__Task objective__
Could you give back every record below exactly, leaving out the pictures?

----- Data supplied -----

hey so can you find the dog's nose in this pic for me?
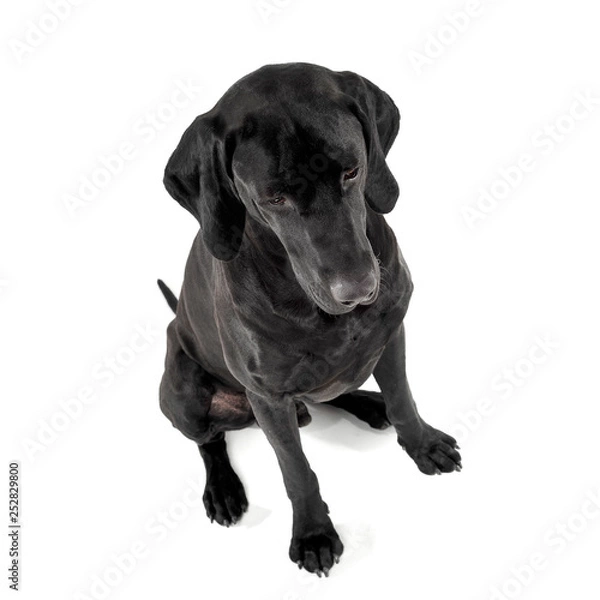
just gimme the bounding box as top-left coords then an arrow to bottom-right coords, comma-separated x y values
330,273 -> 378,307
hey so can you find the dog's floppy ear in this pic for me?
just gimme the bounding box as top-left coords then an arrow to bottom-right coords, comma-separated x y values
335,72 -> 400,214
163,114 -> 245,261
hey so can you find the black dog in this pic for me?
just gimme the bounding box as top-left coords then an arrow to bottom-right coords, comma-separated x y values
158,63 -> 461,577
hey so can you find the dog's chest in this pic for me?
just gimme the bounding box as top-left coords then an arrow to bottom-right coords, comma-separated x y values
214,242 -> 413,400
225,283 -> 409,401
286,301 -> 405,401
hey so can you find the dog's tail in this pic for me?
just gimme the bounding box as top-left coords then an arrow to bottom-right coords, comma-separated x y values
157,279 -> 178,313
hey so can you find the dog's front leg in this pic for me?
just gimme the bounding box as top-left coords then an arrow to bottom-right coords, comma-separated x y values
246,391 -> 343,576
374,323 -> 462,475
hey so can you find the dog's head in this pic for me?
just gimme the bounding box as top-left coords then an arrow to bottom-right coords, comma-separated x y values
164,63 -> 400,315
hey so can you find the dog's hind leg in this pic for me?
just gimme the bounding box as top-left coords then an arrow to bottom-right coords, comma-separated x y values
159,327 -> 254,526
325,391 -> 391,430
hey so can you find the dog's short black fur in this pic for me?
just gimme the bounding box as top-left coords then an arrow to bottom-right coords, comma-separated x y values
159,63 -> 461,576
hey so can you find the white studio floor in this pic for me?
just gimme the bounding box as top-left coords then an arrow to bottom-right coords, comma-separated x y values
3,0 -> 600,598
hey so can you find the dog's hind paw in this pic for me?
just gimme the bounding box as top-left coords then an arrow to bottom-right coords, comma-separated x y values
327,390 -> 391,430
203,468 -> 248,526
295,400 -> 312,427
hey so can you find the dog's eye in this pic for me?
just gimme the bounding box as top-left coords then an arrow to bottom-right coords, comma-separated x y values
268,196 -> 286,206
343,167 -> 359,181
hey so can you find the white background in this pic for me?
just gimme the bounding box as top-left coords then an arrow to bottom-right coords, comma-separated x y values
2,1 -> 600,599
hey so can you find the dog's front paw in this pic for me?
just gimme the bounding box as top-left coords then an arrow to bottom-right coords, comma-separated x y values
289,525 -> 344,576
400,424 -> 462,475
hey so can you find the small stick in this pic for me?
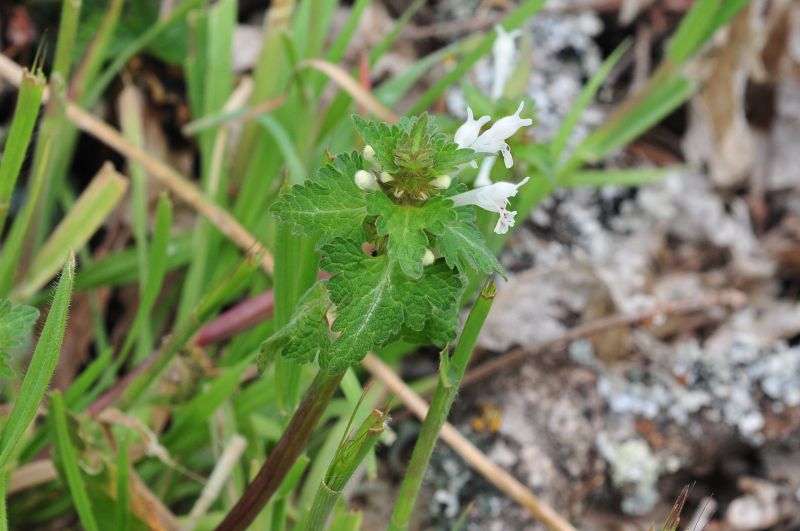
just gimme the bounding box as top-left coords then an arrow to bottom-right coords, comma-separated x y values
461,289 -> 746,387
181,435 -> 248,531
362,353 -> 576,531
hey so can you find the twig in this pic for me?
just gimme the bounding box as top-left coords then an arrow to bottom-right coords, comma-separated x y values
194,291 -> 275,346
461,289 -> 746,388
362,353 -> 576,531
181,435 -> 248,531
0,54 -> 275,275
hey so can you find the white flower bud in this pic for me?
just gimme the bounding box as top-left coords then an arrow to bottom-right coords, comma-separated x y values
363,145 -> 377,165
422,249 -> 435,266
431,175 -> 451,189
450,177 -> 530,234
354,170 -> 379,191
454,107 -> 490,149
380,171 -> 394,183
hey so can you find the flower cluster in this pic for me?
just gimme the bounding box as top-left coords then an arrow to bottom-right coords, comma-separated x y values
353,104 -> 532,235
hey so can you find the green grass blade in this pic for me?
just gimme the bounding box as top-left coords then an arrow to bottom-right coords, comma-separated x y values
560,168 -> 676,187
87,0 -> 204,104
52,0 -> 83,79
14,163 -> 128,300
666,0 -> 747,65
0,69 -> 46,235
408,0 -> 546,114
569,75 -> 695,167
551,40 -> 629,162
115,438 -> 131,531
117,194 -> 172,365
49,390 -> 100,531
72,0 -> 125,105
325,0 -> 371,65
0,255 -> 75,470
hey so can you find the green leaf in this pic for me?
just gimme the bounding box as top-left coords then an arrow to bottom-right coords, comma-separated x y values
50,391 -> 100,531
367,193 -> 455,279
0,256 -> 74,471
271,152 -> 368,243
436,205 -> 503,277
0,299 -> 39,378
258,282 -> 332,371
320,239 -> 463,372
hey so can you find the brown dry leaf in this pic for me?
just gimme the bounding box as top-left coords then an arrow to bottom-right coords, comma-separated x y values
682,1 -> 767,188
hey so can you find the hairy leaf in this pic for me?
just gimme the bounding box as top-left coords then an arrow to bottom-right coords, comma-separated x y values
0,299 -> 39,378
367,193 -> 454,279
436,205 -> 503,277
271,152 -> 368,243
319,238 -> 463,372
258,282 -> 332,371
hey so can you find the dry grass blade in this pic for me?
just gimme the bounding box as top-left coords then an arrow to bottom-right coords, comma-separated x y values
299,59 -> 398,123
15,163 -> 127,299
362,353 -> 576,531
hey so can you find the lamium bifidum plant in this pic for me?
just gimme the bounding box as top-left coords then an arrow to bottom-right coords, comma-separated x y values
218,106 -> 531,531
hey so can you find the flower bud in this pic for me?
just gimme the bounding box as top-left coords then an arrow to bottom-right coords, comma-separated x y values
354,170 -> 379,191
380,171 -> 394,183
422,249 -> 435,266
363,145 -> 377,165
431,175 -> 451,189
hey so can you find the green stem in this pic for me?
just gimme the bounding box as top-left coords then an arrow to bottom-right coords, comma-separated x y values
0,473 -> 7,531
389,282 -> 496,531
303,409 -> 387,530
215,368 -> 345,531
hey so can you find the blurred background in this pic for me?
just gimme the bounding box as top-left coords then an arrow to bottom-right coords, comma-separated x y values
1,0 -> 799,529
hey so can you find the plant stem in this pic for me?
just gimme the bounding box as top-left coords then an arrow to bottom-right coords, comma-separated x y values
389,282 -> 495,531
303,408 -> 387,531
215,368 -> 345,531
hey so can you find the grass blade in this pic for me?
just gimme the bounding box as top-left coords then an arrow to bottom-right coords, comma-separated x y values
0,69 -> 46,235
15,163 -> 128,300
115,438 -> 131,531
560,168 -> 676,187
49,390 -> 100,531
551,40 -> 629,163
0,255 -> 75,471
52,0 -> 83,79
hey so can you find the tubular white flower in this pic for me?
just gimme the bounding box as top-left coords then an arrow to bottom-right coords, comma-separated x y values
380,171 -> 394,183
450,176 -> 530,234
431,175 -> 451,189
491,25 -> 522,100
454,102 -> 531,169
454,107 -> 490,149
354,169 -> 379,191
422,249 -> 435,266
483,101 -> 532,142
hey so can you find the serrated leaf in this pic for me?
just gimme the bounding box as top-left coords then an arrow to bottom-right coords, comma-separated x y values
271,152 -> 368,243
436,205 -> 504,277
0,299 -> 40,378
320,238 -> 463,372
366,193 -> 455,279
258,282 -> 332,371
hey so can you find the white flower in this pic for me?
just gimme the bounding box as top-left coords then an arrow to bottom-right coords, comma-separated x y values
354,170 -> 379,191
454,102 -> 532,169
454,107 -> 490,150
491,25 -> 521,100
431,175 -> 451,189
450,176 -> 530,234
422,249 -> 435,266
380,171 -> 394,183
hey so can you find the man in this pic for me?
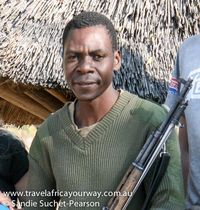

-----

__Response to this task__
hey so can you find the dog's nose in this pic for me?
just gimme the bounding box as top-left coords then an arrow to bottom-right coords, comma-separated x y values
330,273 -> 378,307
hey so can you find the dog's floppy ear in this pic for me?
just gimme the bounding box as top-left coords then an arrow to bottom-right coords, comma-separated x y values
335,72 -> 400,214
163,114 -> 245,261
hey so can you find the black dog in this pic for me?
just gimme the bounding box as top-left coords then an arrow to bottom-right coords, comma-separated x y values
158,63 -> 461,577
hey so can you find the dog's chest in this pic for me?
just gimme the bounding box as top-left coords then an arrow to bottom-right coords, comma-separated x y values
214,242 -> 413,400
225,283 -> 409,401
286,301 -> 405,401
hey so can you find the dog's tail in this pic for me?
just gimme the bounding box as top-left coords then an arrow to bottom-right coords, comma-separated x y values
157,279 -> 178,313
hey so can you find the dog's front leg in this pic for me?
just gimme the bounding box as top-left coords then an arrow to bottom-right coords, comma-separated x y values
246,391 -> 343,576
374,323 -> 462,475
hey so can you find the dog's head in this pic for me?
just gimme the bounding box as top-left coords then an arrow to bottom-right coords, comma-separated x y values
164,63 -> 400,315
hey so can you find the dog's hind leg in this pic for me?
just gimme the bounding box as top-left coords then an arrow to bottom-right coords, comma-separated x y values
159,327 -> 254,526
325,391 -> 391,430
hey so can you find the dog's short black fur in this pic for me?
just gimme the bounding box as top-left coords then an arrow to bottom-right coords, comma-separated x y values
159,63 -> 461,576
hey so can you find the white studio floor in this pic for me?
just gimme the bounding box as top-left coords then an arrow to bottom-right coords, comma-separated x y values
3,0 -> 600,598
hey so can you find the dog's hind paw in this pic for me?
just gimme the bounding box as top-left coords then an arrow to bottom-right coords, comma-separated x y values
327,390 -> 391,430
203,468 -> 248,526
295,400 -> 312,427
hey so can you find the dog's eye in this pic for me?
just gimme the bounding box as top-left coords then an arrow to bottom-right coords, comma-separated x y values
268,196 -> 286,206
343,167 -> 359,181
hey so can you find the white background in this pic for me?
just gimme the bounding box as top-left coords then an arrow to bottom-right coords, comma-separated x y values
2,1 -> 600,599
hey so can you find the dog's front paw in this pic for me?
just gimme the bounding box as top-left coords then an arrow to bottom-right coords, comma-separated x y values
289,525 -> 344,576
400,424 -> 462,475
hey so can you find the small stick in this pic for me?
just gimme the bounding box as top-left coords then an arrow to bottom-right coords, comma-separated x y values
461,289 -> 746,387
181,435 -> 248,531
362,353 -> 576,531
hey so can you find the twig in this pic for me?
just gimme the bounding box as top-left coords then an arrow to bottom-right coords, comma-separated x y values
194,291 -> 275,346
461,289 -> 746,388
362,353 -> 576,531
181,435 -> 248,531
0,54 -> 275,275
hey so can you find the white flower bud in this pic for me?
just gimme the bounding box as top-left coords then an arrow to bottom-right coords, comma-separated x y values
363,145 -> 377,165
422,249 -> 435,266
431,175 -> 451,189
450,177 -> 530,234
354,170 -> 379,191
454,107 -> 490,149
380,171 -> 394,183
hey so can you find the flower cluster in this pic for me?
just gimme the bounding box as top-left coords then an arrow to bottom-right coords, comma-separated x y values
353,104 -> 532,235
hey so can you find the green grass blade in this pic for me?
just gimme the bounding box as top-left coords then an arrow to bottom-right coords, comma-separated x y values
560,168 -> 676,187
87,0 -> 204,104
52,0 -> 83,79
14,163 -> 128,300
666,0 -> 747,65
0,69 -> 46,235
408,0 -> 546,114
569,75 -> 695,167
551,40 -> 629,162
115,438 -> 131,531
117,194 -> 172,365
49,390 -> 100,531
72,0 -> 125,105
325,0 -> 371,65
0,255 -> 75,470
hey so can you find the green leaf in this pic for me?
just gimme the bounding box as top-left coords then an arrow to bottom-right coords, comma-separated x y values
50,391 -> 100,531
367,193 -> 455,279
0,256 -> 74,471
271,152 -> 368,243
436,205 -> 503,277
0,299 -> 39,378
258,282 -> 332,371
320,239 -> 463,372
hey so can you find the brown dry leaf in this pic for me?
just gimme the bounding box as top-left coords then an arrow to bottom-right coords, comma-separated x y values
682,1 -> 767,188
hey so can you find the hairy leaf in this pic for me?
just gimme the bounding box as top-left coords then an arrow to bottom-right coords, comma-separated x y values
0,299 -> 39,378
367,193 -> 454,279
436,205 -> 503,277
271,152 -> 368,243
319,238 -> 463,372
258,282 -> 332,371
hey so can you find the dry grass blade in this pic for me?
just gimme the bounding box as top-left coords then an arrow to bottom-right coords, comma-separated x y values
299,59 -> 398,123
15,163 -> 127,299
362,353 -> 576,531
hey so can you find the lamium bifidum plant in this pic for me?
just gimme the bounding box as top-left coords then an arrow to bottom-right coords, comma-separated x y values
218,106 -> 531,531
hey so can you find the flower bud in this pic for me?
just gimme the bounding box as top-left coords then an arrow to bottom-right coords, comma-separated x y values
354,170 -> 379,191
380,171 -> 394,183
422,249 -> 435,266
363,145 -> 377,165
431,175 -> 451,189
hey so can you find the green stem in this pic for me?
just gimme the bounding box as top-left coords then an arrow to bottom-right coords, comma-separated x y values
0,473 -> 7,531
389,282 -> 496,531
303,409 -> 387,530
215,368 -> 345,531
hey so can you find the blurred background in this pic for me?
just gimme the bounding box as top-left coords then an arrow to bottom-right coords, comma-separated x y values
1,0 -> 799,529
hey so can you find the plant stem in this pic for me?
just gimme the bounding box as top-left coords then an arrow to bottom-right coords, comma-separated x y values
389,282 -> 495,531
303,408 -> 387,531
215,368 -> 345,531
hey so can you find the grass blade in this pic for me?
just gimme the bounding box as top-left coords then an arrow to bottom-right coords, comma-separated x y values
0,69 -> 46,235
15,163 -> 128,300
115,438 -> 131,531
560,168 -> 676,187
49,390 -> 100,531
551,40 -> 629,163
0,255 -> 75,471
52,0 -> 83,79
hey so can you find the tubular white flower in this pic for me?
just gimme the bounding box as top-left coords then an arrow to bottom-right coords, comma-separated x y values
380,171 -> 394,183
450,176 -> 530,234
431,175 -> 451,189
491,25 -> 522,100
454,102 -> 531,169
454,107 -> 490,149
354,169 -> 379,191
422,249 -> 435,266
483,101 -> 532,142
hey so can you find the serrated leaf in this pic for me?
just gimme the bounding box as top-left coords then an arrow to bottom-right coords, comma-separated x y values
271,152 -> 368,243
436,205 -> 504,277
0,299 -> 40,378
320,238 -> 463,372
366,193 -> 455,279
258,282 -> 332,371
hey so can you find the white flower in this pic for me?
just gimme the bounding box as top-left coords then an arrow to bottom-right coords, comma-separated x y values
354,170 -> 379,191
454,102 -> 532,169
454,107 -> 490,150
491,25 -> 521,100
431,175 -> 451,189
450,176 -> 530,234
422,249 -> 435,266
380,171 -> 394,183
hey so can you find the man in this pic for me?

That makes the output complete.